Instructions for the task:
Quote the Spark session notebook code exactly, everything from "# Disable automatic" down to "spark = create_spark_session()".

Extract:
In [1]:
from pyspark.sql import SparkSession
import sys
import os

In [2]:
def create_spark_session():
    spark = SparkSession.builder \
        .appName("Spark version for actors and events") \
        .config("spark.sql.adaptive.enabled", "true") \
        .config("spark.jars.packages", "org.postgresql:postgresql:42.6.0") \
        .config("spark.sql.adaptive.coalescePartitions.enabled", "true") \
        .getOrCreate()

    # Disable automatic broadcast join threshold as required
    spark.conf.set("spark.sql.autoBroadcastJoinThreshold", "-1")
    
    return spark

In [7]:
# 1. Initialize Spark
spark = create_spark_session()

# 2. Define Postgres connection info
url = "jdbc:postgresql://localhost:5434/postgres"
properties = {
    "user": "postgres",
    "password": "postgres",
    "driver": "org.postgresql.Driver"

Data extract:
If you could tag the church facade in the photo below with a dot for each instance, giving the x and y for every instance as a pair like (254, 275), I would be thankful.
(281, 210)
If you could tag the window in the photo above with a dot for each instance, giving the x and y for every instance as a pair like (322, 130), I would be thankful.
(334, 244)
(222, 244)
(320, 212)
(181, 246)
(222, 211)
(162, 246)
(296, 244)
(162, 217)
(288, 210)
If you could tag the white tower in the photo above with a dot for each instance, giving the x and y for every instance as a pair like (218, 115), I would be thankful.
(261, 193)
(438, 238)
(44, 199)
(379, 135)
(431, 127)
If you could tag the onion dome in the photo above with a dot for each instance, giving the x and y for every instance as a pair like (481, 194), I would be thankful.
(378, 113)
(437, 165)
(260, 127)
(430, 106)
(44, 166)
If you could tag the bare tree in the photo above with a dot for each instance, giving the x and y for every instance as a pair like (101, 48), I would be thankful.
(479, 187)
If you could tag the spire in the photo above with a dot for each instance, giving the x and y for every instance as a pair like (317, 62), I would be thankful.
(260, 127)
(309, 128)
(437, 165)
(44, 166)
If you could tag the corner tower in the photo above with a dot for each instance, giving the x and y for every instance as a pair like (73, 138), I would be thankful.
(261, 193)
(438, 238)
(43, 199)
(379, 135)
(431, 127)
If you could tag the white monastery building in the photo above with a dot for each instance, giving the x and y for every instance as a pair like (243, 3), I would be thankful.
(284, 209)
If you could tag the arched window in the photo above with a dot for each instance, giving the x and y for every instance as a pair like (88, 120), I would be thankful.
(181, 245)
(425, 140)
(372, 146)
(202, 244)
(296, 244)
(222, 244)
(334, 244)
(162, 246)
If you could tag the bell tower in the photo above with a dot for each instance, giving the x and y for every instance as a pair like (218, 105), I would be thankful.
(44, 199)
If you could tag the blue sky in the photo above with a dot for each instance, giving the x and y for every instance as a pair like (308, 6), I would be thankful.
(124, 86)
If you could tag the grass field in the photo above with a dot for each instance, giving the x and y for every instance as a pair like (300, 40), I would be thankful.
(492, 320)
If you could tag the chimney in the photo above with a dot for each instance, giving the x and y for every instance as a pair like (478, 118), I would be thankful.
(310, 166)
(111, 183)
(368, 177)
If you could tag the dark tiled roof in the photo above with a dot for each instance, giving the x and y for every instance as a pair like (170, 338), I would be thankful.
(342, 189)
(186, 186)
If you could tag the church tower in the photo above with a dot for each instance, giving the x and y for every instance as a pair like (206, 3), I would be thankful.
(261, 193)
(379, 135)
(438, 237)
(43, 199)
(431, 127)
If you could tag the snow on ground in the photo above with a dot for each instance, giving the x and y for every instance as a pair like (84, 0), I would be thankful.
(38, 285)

==

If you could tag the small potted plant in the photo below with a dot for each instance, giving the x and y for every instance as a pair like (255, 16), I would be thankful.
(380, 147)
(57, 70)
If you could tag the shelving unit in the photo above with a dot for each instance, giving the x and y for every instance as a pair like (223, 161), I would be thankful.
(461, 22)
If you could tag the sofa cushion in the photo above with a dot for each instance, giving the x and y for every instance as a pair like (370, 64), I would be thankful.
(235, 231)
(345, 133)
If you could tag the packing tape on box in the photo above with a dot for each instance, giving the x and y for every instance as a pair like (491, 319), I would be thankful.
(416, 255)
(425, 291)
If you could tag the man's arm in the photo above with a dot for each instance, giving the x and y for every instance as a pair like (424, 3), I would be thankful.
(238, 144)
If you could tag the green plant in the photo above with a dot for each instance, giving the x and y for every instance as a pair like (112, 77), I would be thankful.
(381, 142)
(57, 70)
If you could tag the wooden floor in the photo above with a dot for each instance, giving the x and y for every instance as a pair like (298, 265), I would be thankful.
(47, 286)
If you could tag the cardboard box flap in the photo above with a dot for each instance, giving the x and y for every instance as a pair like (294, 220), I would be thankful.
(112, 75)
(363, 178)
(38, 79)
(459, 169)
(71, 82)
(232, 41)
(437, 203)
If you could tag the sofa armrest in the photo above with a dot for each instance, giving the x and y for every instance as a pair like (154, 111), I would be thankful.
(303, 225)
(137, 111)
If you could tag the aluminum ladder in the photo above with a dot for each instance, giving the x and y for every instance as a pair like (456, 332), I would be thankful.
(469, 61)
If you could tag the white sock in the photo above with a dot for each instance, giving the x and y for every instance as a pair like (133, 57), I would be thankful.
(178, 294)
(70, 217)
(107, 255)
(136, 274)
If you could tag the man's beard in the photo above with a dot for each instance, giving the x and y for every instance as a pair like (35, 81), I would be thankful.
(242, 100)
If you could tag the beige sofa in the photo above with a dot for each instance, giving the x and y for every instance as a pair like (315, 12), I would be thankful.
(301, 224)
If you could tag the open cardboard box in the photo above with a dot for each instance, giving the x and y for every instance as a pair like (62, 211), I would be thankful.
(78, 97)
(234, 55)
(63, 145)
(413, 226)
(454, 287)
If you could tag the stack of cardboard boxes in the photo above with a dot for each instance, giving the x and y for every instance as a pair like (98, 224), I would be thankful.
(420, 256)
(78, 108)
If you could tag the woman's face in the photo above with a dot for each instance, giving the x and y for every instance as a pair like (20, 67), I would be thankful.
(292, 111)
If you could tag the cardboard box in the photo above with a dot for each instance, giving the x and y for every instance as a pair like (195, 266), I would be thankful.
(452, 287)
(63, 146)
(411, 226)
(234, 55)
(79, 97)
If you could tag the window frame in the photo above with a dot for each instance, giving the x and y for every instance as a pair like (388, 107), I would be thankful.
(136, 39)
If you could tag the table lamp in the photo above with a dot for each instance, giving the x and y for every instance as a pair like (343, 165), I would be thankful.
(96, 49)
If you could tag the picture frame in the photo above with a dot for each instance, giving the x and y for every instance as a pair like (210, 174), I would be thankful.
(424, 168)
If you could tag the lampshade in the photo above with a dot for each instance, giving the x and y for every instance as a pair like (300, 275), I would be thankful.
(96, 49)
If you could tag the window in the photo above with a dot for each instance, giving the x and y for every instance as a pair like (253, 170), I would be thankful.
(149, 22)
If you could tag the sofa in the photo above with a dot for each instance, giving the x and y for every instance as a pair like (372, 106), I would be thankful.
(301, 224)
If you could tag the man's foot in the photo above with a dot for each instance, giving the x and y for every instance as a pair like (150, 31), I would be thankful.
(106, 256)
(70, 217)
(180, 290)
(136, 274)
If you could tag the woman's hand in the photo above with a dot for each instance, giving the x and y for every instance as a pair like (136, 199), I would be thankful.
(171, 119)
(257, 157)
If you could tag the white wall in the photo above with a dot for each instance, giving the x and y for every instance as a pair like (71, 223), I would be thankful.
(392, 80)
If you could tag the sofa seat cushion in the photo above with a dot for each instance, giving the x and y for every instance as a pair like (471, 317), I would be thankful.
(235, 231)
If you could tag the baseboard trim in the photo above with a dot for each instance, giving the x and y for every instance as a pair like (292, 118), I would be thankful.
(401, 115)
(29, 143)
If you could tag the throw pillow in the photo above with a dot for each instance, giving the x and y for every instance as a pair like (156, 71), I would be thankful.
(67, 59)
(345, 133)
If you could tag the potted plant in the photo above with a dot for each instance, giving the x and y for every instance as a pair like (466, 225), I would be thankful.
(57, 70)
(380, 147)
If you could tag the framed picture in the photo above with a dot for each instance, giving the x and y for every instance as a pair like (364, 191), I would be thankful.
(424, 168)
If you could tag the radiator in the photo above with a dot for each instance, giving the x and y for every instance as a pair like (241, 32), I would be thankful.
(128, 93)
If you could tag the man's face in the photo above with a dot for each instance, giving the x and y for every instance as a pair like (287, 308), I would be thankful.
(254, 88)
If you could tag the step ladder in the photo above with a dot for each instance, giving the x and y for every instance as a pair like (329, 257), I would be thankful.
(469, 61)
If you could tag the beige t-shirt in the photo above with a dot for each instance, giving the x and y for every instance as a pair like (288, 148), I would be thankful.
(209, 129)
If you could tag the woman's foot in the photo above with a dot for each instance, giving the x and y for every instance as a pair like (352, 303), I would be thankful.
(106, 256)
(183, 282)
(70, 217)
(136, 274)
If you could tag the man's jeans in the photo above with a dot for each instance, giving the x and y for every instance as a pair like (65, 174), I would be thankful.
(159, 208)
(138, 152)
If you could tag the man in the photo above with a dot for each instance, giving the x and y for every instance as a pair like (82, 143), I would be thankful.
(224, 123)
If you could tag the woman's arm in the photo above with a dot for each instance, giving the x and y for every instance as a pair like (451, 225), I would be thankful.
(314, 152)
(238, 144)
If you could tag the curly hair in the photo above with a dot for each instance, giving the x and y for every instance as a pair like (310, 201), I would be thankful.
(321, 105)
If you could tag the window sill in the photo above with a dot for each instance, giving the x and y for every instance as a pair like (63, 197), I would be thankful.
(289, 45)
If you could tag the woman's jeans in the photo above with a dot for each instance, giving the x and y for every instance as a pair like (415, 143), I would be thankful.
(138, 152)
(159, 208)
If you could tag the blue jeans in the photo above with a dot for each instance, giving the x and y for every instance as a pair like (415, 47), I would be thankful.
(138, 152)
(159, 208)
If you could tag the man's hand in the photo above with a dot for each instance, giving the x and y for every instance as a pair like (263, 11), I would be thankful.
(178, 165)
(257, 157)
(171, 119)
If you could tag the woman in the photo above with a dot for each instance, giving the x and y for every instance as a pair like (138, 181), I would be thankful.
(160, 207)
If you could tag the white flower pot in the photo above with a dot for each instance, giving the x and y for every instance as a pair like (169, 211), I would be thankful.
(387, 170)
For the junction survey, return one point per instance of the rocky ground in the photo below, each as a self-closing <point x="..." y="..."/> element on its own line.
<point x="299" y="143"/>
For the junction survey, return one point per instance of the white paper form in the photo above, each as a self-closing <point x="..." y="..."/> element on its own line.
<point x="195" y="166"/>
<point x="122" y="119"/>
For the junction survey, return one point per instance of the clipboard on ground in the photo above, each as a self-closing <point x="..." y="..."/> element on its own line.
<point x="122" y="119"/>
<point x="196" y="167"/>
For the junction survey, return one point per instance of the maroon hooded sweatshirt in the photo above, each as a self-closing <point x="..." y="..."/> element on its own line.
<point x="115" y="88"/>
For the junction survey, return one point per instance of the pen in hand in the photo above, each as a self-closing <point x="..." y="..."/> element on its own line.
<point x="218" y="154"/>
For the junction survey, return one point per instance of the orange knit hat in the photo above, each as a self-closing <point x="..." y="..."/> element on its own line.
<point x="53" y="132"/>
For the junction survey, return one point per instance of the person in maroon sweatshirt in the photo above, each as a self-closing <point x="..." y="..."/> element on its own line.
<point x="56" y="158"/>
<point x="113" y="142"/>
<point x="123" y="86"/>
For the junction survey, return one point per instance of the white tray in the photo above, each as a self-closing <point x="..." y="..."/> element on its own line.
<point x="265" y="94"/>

--

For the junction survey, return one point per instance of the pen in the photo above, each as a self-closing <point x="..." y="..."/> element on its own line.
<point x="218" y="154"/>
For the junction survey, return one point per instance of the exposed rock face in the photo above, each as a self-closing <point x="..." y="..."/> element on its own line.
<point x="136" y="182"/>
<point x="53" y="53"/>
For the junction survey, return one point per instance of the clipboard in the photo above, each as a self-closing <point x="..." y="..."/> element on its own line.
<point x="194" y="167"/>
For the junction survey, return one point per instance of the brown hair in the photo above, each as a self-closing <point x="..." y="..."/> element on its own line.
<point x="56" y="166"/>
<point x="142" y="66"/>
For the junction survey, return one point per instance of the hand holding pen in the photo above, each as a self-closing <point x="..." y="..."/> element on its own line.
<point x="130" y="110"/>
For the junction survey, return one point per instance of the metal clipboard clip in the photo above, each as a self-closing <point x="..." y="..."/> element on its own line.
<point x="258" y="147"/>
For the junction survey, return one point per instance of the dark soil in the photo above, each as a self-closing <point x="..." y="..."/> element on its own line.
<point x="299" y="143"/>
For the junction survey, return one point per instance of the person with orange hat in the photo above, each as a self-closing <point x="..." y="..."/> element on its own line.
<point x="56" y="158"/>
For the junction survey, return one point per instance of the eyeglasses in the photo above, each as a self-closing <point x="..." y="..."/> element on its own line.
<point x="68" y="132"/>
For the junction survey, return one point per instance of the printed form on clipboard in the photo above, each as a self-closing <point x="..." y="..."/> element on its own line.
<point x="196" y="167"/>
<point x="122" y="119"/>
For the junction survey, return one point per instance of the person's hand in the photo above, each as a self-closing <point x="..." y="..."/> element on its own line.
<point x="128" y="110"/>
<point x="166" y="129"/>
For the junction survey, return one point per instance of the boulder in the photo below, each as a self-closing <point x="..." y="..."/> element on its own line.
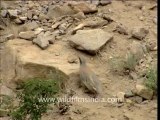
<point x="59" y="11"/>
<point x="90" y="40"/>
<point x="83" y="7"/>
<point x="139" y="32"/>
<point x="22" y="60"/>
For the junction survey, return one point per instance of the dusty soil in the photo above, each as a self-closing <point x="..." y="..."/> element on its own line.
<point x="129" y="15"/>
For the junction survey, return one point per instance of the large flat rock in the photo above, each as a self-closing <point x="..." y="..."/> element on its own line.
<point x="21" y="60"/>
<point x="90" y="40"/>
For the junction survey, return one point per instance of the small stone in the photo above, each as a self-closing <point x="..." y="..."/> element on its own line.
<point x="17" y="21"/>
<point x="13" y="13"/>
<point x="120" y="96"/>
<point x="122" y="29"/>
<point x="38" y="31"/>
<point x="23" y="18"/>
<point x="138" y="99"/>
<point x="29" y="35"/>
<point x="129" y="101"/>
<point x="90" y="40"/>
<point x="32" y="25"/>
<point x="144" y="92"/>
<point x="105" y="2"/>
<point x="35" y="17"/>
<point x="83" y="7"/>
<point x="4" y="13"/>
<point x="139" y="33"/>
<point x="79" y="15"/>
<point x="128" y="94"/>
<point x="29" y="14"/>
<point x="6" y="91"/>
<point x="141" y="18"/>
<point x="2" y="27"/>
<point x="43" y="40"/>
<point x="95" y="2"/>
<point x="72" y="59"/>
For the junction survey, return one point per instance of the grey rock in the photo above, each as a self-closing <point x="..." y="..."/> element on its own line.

Reply to the task:
# Disable automatic broadcast join threshold as required
    spark.conf.set("spark.sql.autoBroadcastJoinThreshold", "-1")
    
    return spark

In [7]:
# 1. Initialize Spark
spark = create_spark_session()